**Source extract**
+ + + + + + +

In addition, when writing SQL queries in Python code, the mentor recommends placing SQL queries in triple-quoted strings. This practice has two advantages:
* It allows multi-line queries, which enhances readability.
* Double quotes (`"`) and single quotes (`'`) occur frequently in SQL queries. Single and double quotes can easily be placed in single-quoted strings.

[Refer to the *W3 SQL Tutorial* for additional information on SQL syntax.](https://www.w3schools.com/Sql/sql_syntax.asp)

## III. Running Queries
This notebook uses two different techniques to run SQL queries.
* The `pandas.read_sql_query()` function
* The SQLite command line interface (CLI)

We've already seen examples of the `pandas.read_sql_query()` function. We'll use the SQLite CLI later in this section. There are other ways to run SQL queries that will be covered in the next session.

+ + + + + + +

**Provided data**
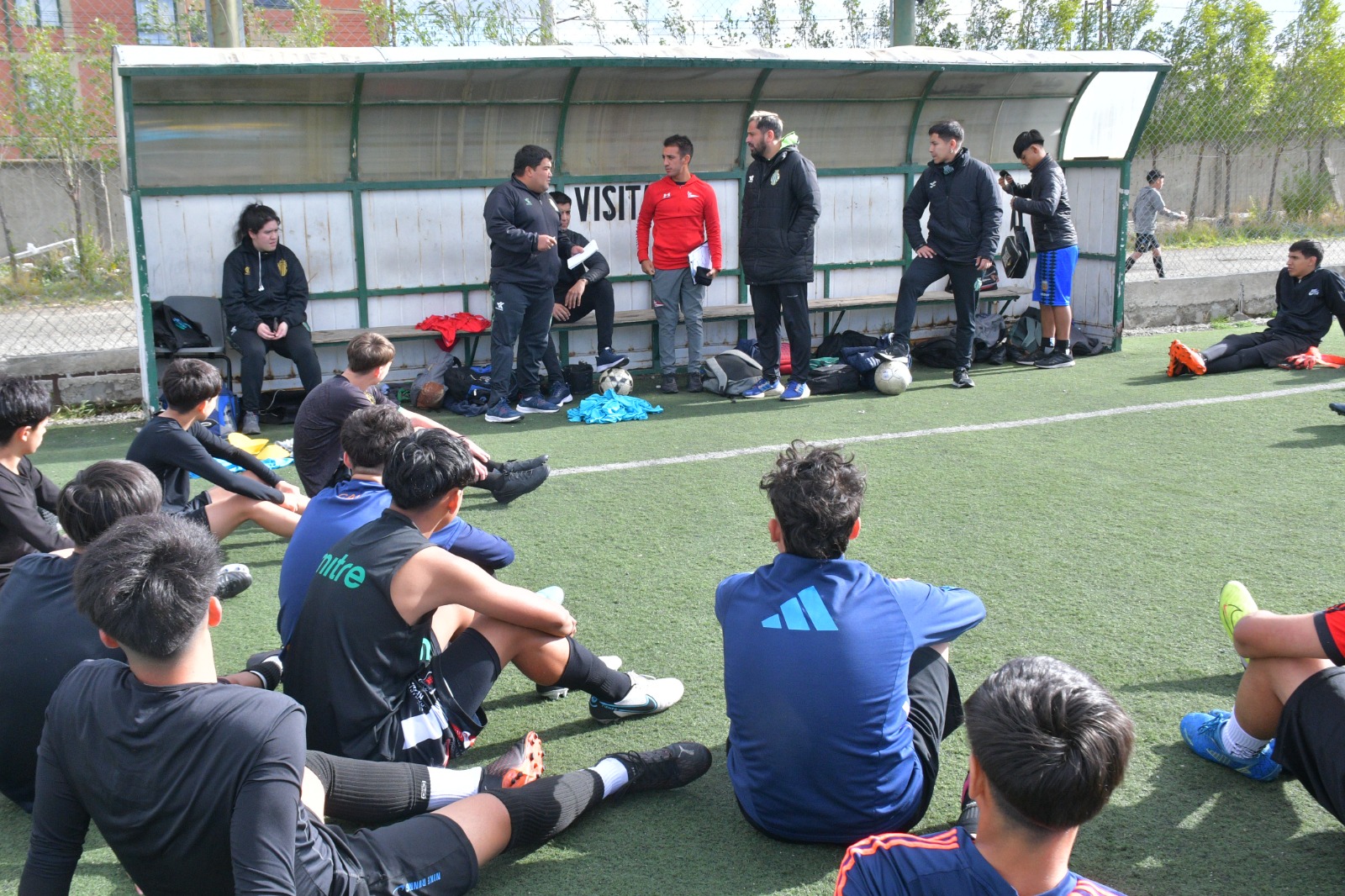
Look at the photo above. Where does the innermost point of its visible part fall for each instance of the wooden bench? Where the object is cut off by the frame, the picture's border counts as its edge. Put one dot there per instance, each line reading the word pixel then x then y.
pixel 826 307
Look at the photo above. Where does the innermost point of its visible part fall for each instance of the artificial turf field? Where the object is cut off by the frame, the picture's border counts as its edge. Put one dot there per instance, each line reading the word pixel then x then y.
pixel 1102 540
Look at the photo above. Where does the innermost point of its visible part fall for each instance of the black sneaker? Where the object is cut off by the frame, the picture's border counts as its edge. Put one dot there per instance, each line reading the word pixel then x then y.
pixel 1032 356
pixel 520 483
pixel 233 580
pixel 520 466
pixel 672 766
pixel 266 667
pixel 1062 356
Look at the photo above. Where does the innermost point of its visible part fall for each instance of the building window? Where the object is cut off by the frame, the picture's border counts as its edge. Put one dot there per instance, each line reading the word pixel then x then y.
pixel 49 13
pixel 156 22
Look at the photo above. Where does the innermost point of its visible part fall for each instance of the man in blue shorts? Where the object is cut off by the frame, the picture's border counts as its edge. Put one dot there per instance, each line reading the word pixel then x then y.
pixel 1047 199
pixel 367 437
pixel 836 677
pixel 1290 709
pixel 1048 750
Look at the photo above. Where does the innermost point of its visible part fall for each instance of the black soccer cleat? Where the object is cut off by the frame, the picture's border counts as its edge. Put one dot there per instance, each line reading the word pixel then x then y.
pixel 520 466
pixel 517 485
pixel 233 580
pixel 665 768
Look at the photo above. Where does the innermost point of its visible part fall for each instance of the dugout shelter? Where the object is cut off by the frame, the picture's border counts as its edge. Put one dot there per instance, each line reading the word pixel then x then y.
pixel 378 161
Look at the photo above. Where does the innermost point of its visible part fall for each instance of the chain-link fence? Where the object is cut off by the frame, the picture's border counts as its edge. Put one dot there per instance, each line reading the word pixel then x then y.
pixel 1248 128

+ + + + + + +

**Exercise brief**
In the SQL passage, replace "techniques" with "methods" and write out the text from "[Refer to the" to "line interface (CLI)".

**Problem solution**
[Refer to the *W3 SQL Tutorial* for additional information on SQL syntax.](https://www.w3schools.com/Sql/sql_syntax.asp)

## III. Running Queries
This notebook uses two different methods to run SQL queries.
* The `pandas.read_sql_query()` function
* The SQLite command line interface (CLI)